**Exercise details:**
Locate every line in the data below that contains the word "house" and copy each one out. Case counts.

**Data:**
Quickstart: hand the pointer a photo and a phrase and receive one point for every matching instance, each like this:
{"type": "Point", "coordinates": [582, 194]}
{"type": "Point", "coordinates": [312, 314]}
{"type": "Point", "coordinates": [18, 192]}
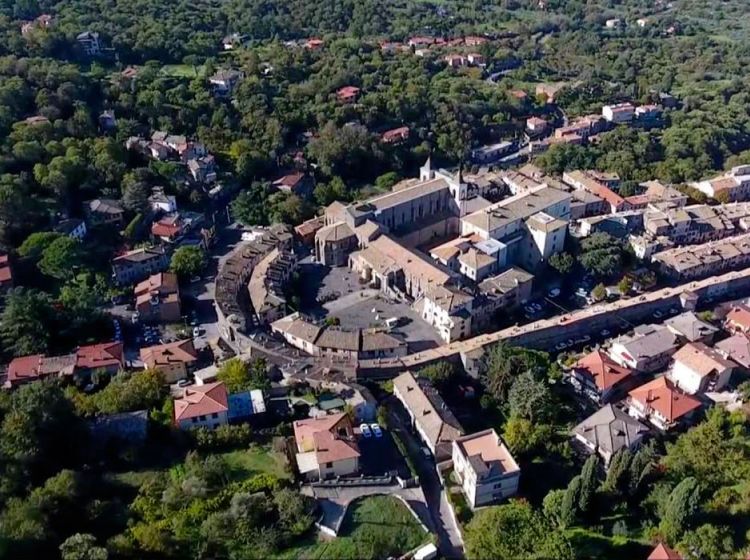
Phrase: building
{"type": "Point", "coordinates": [174, 360]}
{"type": "Point", "coordinates": [690, 328]}
{"type": "Point", "coordinates": [157, 298]}
{"type": "Point", "coordinates": [224, 81]}
{"type": "Point", "coordinates": [648, 349]}
{"type": "Point", "coordinates": [430, 416]}
{"type": "Point", "coordinates": [89, 43]}
{"type": "Point", "coordinates": [710, 259]}
{"type": "Point", "coordinates": [698, 368]}
{"type": "Point", "coordinates": [6, 274]}
{"type": "Point", "coordinates": [326, 447]}
{"type": "Point", "coordinates": [102, 211]}
{"type": "Point", "coordinates": [348, 94]}
{"type": "Point", "coordinates": [600, 378]}
{"type": "Point", "coordinates": [485, 468]}
{"type": "Point", "coordinates": [738, 319]}
{"type": "Point", "coordinates": [620, 113]}
{"type": "Point", "coordinates": [732, 186]}
{"type": "Point", "coordinates": [610, 430]}
{"type": "Point", "coordinates": [662, 404]}
{"type": "Point", "coordinates": [138, 264]}
{"type": "Point", "coordinates": [202, 406]}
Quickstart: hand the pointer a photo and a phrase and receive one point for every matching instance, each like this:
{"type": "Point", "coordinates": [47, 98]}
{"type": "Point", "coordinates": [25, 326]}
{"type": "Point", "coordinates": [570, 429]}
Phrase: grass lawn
{"type": "Point", "coordinates": [374, 527]}
{"type": "Point", "coordinates": [245, 463]}
{"type": "Point", "coordinates": [588, 544]}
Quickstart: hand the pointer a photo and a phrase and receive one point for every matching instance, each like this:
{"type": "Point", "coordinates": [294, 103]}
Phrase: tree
{"type": "Point", "coordinates": [26, 322]}
{"type": "Point", "coordinates": [562, 263]}
{"type": "Point", "coordinates": [706, 543]}
{"type": "Point", "coordinates": [589, 483]}
{"type": "Point", "coordinates": [514, 530]}
{"type": "Point", "coordinates": [82, 547]}
{"type": "Point", "coordinates": [188, 261]}
{"type": "Point", "coordinates": [35, 244]}
{"type": "Point", "coordinates": [599, 293]}
{"type": "Point", "coordinates": [62, 258]}
{"type": "Point", "coordinates": [530, 398]}
{"type": "Point", "coordinates": [680, 509]}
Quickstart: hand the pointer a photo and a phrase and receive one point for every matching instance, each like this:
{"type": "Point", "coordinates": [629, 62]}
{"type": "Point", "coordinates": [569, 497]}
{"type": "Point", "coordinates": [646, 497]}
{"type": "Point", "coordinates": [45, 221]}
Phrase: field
{"type": "Point", "coordinates": [374, 527]}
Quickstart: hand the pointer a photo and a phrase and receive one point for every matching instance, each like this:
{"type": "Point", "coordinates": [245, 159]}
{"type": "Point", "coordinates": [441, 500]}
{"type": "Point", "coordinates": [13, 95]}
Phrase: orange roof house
{"type": "Point", "coordinates": [662, 403]}
{"type": "Point", "coordinates": [599, 376]}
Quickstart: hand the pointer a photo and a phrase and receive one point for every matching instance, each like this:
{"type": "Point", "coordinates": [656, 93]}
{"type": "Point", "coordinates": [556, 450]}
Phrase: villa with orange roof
{"type": "Point", "coordinates": [662, 404]}
{"type": "Point", "coordinates": [202, 406]}
{"type": "Point", "coordinates": [600, 378]}
{"type": "Point", "coordinates": [487, 470]}
{"type": "Point", "coordinates": [326, 447]}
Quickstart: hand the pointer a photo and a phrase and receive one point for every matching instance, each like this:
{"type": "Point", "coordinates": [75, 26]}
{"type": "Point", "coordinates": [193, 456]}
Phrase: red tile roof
{"type": "Point", "coordinates": [663, 552]}
{"type": "Point", "coordinates": [105, 355]}
{"type": "Point", "coordinates": [195, 401]}
{"type": "Point", "coordinates": [604, 371]}
{"type": "Point", "coordinates": [661, 395]}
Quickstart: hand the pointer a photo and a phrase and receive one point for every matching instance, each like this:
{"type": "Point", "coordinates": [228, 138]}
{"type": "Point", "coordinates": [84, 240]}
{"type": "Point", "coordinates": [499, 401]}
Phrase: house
{"type": "Point", "coordinates": [224, 81]}
{"type": "Point", "coordinates": [430, 416]}
{"type": "Point", "coordinates": [138, 264]}
{"type": "Point", "coordinates": [73, 227]}
{"type": "Point", "coordinates": [662, 404]}
{"type": "Point", "coordinates": [103, 211]}
{"type": "Point", "coordinates": [487, 471]}
{"type": "Point", "coordinates": [395, 135]}
{"type": "Point", "coordinates": [174, 360]}
{"type": "Point", "coordinates": [348, 94]}
{"type": "Point", "coordinates": [6, 274]}
{"type": "Point", "coordinates": [130, 427]}
{"type": "Point", "coordinates": [89, 43]}
{"type": "Point", "coordinates": [698, 369]}
{"type": "Point", "coordinates": [618, 114]}
{"type": "Point", "coordinates": [161, 202]}
{"type": "Point", "coordinates": [738, 319]}
{"type": "Point", "coordinates": [663, 552]}
{"type": "Point", "coordinates": [326, 447]}
{"type": "Point", "coordinates": [107, 120]}
{"type": "Point", "coordinates": [610, 430]}
{"type": "Point", "coordinates": [599, 377]}
{"type": "Point", "coordinates": [649, 348]}
{"type": "Point", "coordinates": [294, 183]}
{"type": "Point", "coordinates": [202, 406]}
{"type": "Point", "coordinates": [158, 298]}
{"type": "Point", "coordinates": [736, 348]}
{"type": "Point", "coordinates": [689, 327]}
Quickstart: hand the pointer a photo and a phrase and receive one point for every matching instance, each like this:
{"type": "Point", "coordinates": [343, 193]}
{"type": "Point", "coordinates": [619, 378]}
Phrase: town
{"type": "Point", "coordinates": [351, 288]}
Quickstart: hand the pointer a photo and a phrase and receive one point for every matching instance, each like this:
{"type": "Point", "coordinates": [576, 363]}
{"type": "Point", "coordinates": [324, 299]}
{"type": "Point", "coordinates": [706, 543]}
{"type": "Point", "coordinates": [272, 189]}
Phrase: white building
{"type": "Point", "coordinates": [698, 368]}
{"type": "Point", "coordinates": [485, 467]}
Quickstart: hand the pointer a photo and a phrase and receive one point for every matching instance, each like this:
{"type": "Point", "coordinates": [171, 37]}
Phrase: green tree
{"type": "Point", "coordinates": [82, 547]}
{"type": "Point", "coordinates": [562, 262]}
{"type": "Point", "coordinates": [680, 509]}
{"type": "Point", "coordinates": [530, 398]}
{"type": "Point", "coordinates": [188, 261]}
{"type": "Point", "coordinates": [514, 530]}
{"type": "Point", "coordinates": [62, 258]}
{"type": "Point", "coordinates": [26, 322]}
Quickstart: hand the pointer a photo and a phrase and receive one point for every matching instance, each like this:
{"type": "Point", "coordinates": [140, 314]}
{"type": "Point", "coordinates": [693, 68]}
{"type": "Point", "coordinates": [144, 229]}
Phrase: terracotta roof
{"type": "Point", "coordinates": [663, 552]}
{"type": "Point", "coordinates": [103, 355]}
{"type": "Point", "coordinates": [164, 354]}
{"type": "Point", "coordinates": [604, 371]}
{"type": "Point", "coordinates": [661, 395]}
{"type": "Point", "coordinates": [200, 400]}
{"type": "Point", "coordinates": [701, 359]}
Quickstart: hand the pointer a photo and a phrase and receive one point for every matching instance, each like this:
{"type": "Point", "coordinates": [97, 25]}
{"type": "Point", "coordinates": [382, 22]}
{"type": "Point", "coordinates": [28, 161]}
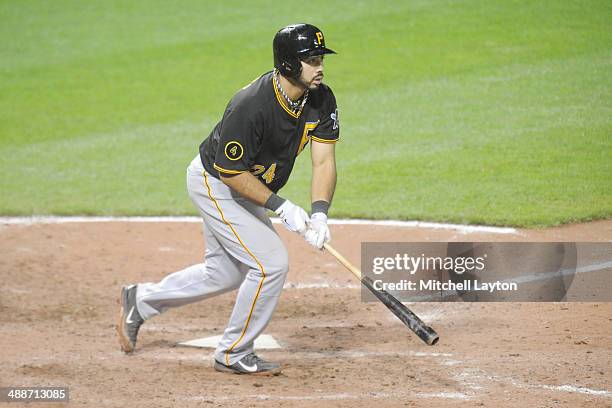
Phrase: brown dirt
{"type": "Point", "coordinates": [58, 304]}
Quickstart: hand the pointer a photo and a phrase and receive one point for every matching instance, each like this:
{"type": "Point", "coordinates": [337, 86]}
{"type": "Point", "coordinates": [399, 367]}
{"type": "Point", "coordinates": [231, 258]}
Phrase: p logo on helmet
{"type": "Point", "coordinates": [319, 37]}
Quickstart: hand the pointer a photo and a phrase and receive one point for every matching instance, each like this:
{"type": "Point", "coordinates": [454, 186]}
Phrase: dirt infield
{"type": "Point", "coordinates": [58, 306]}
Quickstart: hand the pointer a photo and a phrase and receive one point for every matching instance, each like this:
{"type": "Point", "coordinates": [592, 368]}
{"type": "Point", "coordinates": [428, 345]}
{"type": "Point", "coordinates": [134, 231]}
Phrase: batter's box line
{"type": "Point", "coordinates": [467, 376]}
{"type": "Point", "coordinates": [464, 229]}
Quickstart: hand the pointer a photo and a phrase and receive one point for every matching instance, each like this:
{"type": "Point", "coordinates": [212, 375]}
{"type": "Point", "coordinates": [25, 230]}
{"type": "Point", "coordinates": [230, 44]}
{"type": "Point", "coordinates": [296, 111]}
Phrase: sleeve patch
{"type": "Point", "coordinates": [336, 119]}
{"type": "Point", "coordinates": [233, 150]}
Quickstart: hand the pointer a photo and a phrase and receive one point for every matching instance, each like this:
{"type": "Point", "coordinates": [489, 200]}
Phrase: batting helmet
{"type": "Point", "coordinates": [296, 42]}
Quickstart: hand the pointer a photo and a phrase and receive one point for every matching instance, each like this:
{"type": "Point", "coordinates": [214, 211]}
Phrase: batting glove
{"type": "Point", "coordinates": [318, 233]}
{"type": "Point", "coordinates": [294, 218]}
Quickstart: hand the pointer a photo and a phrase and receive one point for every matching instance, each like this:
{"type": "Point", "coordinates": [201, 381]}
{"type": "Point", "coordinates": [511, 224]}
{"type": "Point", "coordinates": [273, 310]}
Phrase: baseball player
{"type": "Point", "coordinates": [233, 182]}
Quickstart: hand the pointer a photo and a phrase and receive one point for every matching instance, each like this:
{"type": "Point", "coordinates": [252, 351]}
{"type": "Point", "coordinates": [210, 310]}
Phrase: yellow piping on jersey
{"type": "Point", "coordinates": [316, 139]}
{"type": "Point", "coordinates": [259, 265]}
{"type": "Point", "coordinates": [222, 170]}
{"type": "Point", "coordinates": [280, 101]}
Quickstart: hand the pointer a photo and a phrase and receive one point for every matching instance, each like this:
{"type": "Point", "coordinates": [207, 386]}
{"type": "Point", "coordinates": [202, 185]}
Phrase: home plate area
{"type": "Point", "coordinates": [59, 304]}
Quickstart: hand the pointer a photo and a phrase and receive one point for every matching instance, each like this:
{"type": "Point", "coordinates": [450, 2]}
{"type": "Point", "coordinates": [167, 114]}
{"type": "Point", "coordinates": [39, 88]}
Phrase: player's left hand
{"type": "Point", "coordinates": [318, 232]}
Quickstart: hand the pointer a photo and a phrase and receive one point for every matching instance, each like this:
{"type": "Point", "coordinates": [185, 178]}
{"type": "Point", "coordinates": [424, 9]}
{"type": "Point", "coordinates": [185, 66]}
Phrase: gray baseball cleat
{"type": "Point", "coordinates": [129, 319]}
{"type": "Point", "coordinates": [250, 364]}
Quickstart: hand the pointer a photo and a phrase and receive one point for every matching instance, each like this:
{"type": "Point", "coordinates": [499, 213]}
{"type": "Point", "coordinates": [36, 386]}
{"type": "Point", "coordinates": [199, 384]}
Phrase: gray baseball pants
{"type": "Point", "coordinates": [243, 251]}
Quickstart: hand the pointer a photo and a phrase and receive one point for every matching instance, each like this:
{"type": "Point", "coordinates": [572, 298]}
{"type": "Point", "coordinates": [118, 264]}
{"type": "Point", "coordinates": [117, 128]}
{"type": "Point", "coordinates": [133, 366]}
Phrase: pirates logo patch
{"type": "Point", "coordinates": [233, 150]}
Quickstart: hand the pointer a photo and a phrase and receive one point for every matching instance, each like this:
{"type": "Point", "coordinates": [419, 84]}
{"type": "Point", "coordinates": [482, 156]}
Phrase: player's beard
{"type": "Point", "coordinates": [310, 85]}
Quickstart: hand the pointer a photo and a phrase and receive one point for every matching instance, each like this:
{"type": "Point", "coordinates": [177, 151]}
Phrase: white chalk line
{"type": "Point", "coordinates": [523, 279]}
{"type": "Point", "coordinates": [331, 397]}
{"type": "Point", "coordinates": [385, 223]}
{"type": "Point", "coordinates": [305, 355]}
{"type": "Point", "coordinates": [471, 375]}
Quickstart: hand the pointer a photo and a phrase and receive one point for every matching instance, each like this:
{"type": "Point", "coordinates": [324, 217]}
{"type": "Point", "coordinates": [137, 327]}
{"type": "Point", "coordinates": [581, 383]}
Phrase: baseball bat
{"type": "Point", "coordinates": [407, 316]}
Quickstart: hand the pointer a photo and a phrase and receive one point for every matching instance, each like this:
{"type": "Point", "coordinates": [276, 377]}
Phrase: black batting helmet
{"type": "Point", "coordinates": [296, 42]}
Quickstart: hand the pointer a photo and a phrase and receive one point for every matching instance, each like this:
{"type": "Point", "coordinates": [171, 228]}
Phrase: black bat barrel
{"type": "Point", "coordinates": [425, 333]}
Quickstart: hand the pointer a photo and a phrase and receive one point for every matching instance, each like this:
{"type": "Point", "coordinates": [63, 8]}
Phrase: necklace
{"type": "Point", "coordinates": [296, 106]}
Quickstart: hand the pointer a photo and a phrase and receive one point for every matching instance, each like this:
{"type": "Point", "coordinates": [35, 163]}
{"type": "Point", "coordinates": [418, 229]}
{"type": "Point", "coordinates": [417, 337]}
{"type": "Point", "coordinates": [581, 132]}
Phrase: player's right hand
{"type": "Point", "coordinates": [294, 218]}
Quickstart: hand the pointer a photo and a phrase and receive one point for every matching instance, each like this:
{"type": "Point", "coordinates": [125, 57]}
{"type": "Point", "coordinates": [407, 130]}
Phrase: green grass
{"type": "Point", "coordinates": [491, 112]}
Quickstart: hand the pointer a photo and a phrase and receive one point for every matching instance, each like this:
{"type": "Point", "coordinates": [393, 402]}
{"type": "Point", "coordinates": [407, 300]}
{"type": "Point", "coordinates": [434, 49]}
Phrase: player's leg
{"type": "Point", "coordinates": [247, 234]}
{"type": "Point", "coordinates": [219, 273]}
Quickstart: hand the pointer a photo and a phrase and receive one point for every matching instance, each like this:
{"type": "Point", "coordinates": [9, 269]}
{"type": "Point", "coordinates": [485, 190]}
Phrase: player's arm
{"type": "Point", "coordinates": [248, 186]}
{"type": "Point", "coordinates": [323, 185]}
{"type": "Point", "coordinates": [322, 191]}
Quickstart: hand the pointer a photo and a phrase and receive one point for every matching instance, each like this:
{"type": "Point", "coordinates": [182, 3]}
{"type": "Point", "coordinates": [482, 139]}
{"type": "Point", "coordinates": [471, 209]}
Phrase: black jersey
{"type": "Point", "coordinates": [259, 134]}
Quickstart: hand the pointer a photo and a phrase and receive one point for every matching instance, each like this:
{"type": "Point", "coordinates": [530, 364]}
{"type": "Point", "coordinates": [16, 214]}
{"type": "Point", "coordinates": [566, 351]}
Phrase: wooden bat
{"type": "Point", "coordinates": [414, 323]}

**Answer to this exercise:**
Phrase: orange roof house
Phrase: house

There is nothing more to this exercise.